* BEGIN *

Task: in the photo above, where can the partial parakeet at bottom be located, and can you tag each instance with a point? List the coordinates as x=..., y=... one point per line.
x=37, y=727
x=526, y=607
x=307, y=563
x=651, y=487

* END *

Task description: Arrange every line of the records above as a Markdown table, with one column headed Row and another headed Record line, numbering the rows in order and leaving out any blank lines.

Output of the task:
| Row | Record line |
|---|---|
| 1 | Task: in the photo above, where can the partial parakeet at bottom be located, and can you tag each instance with a point? List the coordinates as x=..., y=... one point per line. |
| 2 | x=37, y=727 |
| 3 | x=526, y=607 |
| 4 | x=307, y=563 |
| 5 | x=651, y=487 |